Arbeitsauftrag ▸
Gib aus dem Bericht über die Einbrüche in Autohäuser den Abschnitt wortgetreu wieder, der mit "Von Peter Morlok" beginnt und bis "in Strafhaft sitzen." reicht.

Textauszug ▸
·····

Einbrüche in Autohäuser: 25-Jähriger zu sechs Monaten Freiheitsstrafe auf Bewährung verurteilt / Rätselraten um verschwundene 100 Euro

Von Peter Morlok

Horb. Gestern Vormittag setzte Richter Achim Ruetz den Prozess gegen einen heute 25-jährigen jungen Mann aus dem Kreis Tuttlingen mit der Vernehmung zweier weiterer Zeugen fort. Dem Beschuldigten wird vorgeworfen, an zwei schweren Einbrüchen teilgenommen zu haben (wir berichteten). Er soll sie gemeinsam mit zwei anderen Männern begangen haben, die für diese Taten bereits in Strafhaft sitzen.

Obwohl der Angeklagte bereits am ersten Prozesstag im Wesentlichen alles zugab, was ihm zur Last gelegt wurde – alle Prozessbeteiligten sprachen hinterher von einem Geständnis erster Güte, dabei seine Tatbeteiligung jedoch nur auf "Schmiere stehen" reduziert sehen wollte – sucht Staatsanwältin Lydia Ferarro die ganze Wahrheit. Dabei war für sie der Verbleib von 100 Euro, die in einem Horber Autohaus fehlen, von besonderer Bedeutung. Denn ob es sich bei dem gemeinschaftlich begangenen Einbruch nun "nur" um einen versuchten oder tatsächlich, wie angeklagt, um einen vollendeten Einbruch handelt, ist für das Strafmaß wichtig.

·····

Lokalisierungsdaten mit einem Punkt pro Instanz:
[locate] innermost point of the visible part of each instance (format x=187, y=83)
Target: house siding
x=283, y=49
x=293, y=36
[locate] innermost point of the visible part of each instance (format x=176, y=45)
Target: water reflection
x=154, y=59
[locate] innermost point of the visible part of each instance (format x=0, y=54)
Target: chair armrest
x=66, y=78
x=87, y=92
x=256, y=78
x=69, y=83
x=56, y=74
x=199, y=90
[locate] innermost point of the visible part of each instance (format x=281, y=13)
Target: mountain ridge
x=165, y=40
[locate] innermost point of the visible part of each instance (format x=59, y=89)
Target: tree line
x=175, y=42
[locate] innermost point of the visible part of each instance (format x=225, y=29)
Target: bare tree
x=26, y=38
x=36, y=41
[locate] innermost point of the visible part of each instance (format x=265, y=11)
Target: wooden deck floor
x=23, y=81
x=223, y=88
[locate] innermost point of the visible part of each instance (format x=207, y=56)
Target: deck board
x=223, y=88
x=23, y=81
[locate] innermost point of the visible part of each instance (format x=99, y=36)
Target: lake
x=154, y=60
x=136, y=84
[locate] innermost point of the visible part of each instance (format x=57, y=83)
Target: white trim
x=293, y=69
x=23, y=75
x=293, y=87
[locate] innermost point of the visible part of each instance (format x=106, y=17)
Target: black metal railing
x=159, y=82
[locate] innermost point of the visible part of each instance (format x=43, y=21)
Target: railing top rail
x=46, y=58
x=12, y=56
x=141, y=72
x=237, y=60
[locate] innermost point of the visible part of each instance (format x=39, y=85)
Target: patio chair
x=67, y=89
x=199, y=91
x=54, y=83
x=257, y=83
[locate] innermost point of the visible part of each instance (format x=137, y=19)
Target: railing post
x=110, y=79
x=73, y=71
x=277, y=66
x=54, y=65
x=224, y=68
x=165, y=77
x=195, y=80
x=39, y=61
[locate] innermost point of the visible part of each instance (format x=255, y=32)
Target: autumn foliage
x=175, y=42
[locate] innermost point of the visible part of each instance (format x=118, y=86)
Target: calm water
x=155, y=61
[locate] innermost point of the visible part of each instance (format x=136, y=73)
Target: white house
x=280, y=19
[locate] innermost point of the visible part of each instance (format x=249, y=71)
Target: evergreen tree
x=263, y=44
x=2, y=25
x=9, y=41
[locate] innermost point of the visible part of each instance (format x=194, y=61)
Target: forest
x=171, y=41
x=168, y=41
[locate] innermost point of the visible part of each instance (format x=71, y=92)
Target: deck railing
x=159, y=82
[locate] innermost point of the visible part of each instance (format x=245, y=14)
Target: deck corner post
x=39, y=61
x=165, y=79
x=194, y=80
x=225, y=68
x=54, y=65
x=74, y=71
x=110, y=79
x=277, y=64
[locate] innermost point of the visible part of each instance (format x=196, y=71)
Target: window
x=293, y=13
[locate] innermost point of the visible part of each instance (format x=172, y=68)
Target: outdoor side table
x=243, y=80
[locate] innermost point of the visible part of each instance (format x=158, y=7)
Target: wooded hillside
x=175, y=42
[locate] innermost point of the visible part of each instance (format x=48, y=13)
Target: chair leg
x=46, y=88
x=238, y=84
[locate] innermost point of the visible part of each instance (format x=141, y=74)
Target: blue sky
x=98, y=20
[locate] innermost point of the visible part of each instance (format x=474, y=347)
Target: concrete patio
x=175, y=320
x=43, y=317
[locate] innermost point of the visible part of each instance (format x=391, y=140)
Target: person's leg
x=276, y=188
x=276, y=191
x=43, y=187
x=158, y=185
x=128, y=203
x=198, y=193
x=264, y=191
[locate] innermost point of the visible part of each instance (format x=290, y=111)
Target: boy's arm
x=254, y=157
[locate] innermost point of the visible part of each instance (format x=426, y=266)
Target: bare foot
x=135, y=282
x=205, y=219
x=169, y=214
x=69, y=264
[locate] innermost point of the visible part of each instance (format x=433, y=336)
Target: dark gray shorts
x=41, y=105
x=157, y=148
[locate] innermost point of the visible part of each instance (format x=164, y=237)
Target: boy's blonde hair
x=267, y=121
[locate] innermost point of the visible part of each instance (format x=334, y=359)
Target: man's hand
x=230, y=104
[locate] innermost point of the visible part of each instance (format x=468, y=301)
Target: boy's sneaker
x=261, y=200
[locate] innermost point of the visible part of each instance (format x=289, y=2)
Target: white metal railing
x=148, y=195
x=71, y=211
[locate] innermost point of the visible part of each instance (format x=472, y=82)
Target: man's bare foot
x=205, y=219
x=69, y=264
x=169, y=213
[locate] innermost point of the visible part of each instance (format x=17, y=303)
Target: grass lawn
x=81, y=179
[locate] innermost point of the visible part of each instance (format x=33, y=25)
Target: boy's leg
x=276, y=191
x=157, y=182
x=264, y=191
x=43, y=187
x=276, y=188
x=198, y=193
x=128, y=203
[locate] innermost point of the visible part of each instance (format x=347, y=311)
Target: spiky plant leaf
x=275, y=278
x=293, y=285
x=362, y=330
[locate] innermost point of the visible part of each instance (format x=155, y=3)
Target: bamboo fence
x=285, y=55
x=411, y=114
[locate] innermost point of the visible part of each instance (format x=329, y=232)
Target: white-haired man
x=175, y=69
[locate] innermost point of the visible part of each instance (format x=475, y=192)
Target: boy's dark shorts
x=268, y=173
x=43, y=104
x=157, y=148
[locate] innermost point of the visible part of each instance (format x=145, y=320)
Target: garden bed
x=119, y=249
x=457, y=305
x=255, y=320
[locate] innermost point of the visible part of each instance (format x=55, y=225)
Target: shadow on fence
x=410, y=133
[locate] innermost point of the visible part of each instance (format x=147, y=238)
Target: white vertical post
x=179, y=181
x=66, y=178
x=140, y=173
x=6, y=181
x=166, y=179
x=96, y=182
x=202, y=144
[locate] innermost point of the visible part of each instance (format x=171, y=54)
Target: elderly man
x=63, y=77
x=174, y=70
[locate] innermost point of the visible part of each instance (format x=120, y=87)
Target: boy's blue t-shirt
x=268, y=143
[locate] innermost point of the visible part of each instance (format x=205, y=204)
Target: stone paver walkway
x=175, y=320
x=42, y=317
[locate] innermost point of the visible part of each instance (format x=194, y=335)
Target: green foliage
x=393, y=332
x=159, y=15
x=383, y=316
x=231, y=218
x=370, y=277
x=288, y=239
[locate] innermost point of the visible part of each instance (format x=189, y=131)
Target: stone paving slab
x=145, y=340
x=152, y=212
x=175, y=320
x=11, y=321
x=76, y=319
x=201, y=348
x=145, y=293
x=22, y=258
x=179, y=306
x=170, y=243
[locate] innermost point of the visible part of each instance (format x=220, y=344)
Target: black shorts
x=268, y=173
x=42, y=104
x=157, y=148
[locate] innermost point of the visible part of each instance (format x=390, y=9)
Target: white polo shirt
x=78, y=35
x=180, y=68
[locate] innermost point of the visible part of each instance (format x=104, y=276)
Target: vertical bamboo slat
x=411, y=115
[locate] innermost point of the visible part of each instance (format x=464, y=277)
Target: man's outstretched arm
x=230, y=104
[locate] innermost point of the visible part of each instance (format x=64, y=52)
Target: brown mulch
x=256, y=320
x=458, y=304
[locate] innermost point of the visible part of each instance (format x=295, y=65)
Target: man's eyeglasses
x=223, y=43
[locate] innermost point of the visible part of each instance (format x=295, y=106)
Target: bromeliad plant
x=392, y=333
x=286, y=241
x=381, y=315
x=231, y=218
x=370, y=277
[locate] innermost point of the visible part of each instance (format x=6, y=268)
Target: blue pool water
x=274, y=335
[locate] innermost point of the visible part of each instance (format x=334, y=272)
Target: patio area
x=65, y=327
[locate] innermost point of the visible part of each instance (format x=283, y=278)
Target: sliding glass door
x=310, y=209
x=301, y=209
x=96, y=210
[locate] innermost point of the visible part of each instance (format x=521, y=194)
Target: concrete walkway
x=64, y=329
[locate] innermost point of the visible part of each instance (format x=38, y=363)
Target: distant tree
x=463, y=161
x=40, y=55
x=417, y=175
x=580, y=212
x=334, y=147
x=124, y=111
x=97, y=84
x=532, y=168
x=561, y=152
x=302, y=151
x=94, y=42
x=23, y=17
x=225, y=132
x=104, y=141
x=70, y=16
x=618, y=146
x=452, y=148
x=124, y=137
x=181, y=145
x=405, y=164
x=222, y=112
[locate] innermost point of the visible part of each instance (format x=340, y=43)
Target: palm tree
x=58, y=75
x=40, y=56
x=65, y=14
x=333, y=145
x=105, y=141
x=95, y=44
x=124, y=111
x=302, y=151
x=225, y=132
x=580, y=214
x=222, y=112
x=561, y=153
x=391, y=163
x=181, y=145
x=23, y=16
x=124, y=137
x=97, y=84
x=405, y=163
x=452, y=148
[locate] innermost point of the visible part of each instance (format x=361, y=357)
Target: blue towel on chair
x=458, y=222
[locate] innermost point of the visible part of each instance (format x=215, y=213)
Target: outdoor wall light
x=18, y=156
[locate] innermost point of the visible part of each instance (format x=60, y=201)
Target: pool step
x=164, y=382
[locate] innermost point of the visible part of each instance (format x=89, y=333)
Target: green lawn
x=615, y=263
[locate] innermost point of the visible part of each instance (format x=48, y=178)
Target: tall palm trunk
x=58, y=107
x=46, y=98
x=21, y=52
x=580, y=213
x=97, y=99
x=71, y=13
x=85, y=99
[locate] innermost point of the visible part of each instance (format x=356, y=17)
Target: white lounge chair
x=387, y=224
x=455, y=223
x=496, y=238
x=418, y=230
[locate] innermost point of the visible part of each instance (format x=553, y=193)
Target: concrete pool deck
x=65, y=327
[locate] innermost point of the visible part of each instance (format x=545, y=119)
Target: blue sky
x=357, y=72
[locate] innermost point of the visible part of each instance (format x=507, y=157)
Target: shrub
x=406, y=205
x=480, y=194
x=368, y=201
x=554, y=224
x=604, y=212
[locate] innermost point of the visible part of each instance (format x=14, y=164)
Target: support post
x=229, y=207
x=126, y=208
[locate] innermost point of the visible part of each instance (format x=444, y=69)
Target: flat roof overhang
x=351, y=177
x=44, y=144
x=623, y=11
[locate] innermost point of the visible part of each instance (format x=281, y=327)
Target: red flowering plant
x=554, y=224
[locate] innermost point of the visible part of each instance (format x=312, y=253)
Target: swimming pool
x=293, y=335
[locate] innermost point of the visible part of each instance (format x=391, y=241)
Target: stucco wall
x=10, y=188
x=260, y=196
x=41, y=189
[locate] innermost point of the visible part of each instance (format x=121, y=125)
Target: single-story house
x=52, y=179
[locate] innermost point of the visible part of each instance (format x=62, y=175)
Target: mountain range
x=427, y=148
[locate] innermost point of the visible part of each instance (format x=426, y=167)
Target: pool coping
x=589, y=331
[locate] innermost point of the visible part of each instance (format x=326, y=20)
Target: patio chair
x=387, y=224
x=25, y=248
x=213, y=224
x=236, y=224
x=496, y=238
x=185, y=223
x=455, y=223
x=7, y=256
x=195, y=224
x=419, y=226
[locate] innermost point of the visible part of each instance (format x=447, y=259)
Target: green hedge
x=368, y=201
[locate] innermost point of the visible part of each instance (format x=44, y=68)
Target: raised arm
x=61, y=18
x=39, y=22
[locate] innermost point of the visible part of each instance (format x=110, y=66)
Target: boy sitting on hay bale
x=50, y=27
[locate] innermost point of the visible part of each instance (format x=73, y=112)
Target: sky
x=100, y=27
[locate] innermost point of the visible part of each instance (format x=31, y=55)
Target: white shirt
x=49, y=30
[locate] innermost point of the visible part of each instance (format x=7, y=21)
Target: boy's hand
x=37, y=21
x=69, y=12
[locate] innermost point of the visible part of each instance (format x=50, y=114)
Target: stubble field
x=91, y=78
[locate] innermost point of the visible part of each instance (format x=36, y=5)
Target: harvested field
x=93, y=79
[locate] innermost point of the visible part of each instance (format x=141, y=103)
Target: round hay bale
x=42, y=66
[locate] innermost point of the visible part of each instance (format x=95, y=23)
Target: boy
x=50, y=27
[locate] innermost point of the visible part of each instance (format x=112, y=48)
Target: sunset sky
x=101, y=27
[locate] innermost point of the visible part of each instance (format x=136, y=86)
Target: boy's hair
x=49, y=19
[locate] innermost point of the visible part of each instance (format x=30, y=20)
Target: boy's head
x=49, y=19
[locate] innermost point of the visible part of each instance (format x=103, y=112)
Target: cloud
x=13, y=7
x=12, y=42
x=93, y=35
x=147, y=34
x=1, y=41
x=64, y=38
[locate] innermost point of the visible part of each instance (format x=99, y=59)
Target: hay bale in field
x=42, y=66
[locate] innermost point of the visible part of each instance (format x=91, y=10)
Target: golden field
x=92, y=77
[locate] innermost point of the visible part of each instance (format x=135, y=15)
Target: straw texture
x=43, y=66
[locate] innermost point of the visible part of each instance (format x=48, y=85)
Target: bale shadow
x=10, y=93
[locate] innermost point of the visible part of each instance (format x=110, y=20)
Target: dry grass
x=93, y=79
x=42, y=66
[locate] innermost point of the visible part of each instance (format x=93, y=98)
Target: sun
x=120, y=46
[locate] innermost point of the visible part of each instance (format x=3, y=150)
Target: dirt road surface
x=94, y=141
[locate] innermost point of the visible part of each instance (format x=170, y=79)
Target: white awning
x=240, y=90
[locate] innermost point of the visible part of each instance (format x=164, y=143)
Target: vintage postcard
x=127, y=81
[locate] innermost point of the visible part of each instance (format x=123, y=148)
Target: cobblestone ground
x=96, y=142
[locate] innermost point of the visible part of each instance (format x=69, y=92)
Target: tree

·····

Lösung der Aufgabe ▸
Von Peter Morlok

Horb. Gestern Vormittag setzte Richter Achim Ruetz den Prozess gegen einen heute 25-jährigen jungen Mann aus dem Kreis Tuttlingen mit der Vernehmung zweier weiterer Zeugen fort. Dem Beschuldigten wird vorgeworfen, an zwei schweren Einbrüchen teilgenommen zu haben (wir berichteten). Er soll sie gemeinsam mit zwei anderen Männern begangen haben, die für diese Taten bereits in Strafhaft sitzen.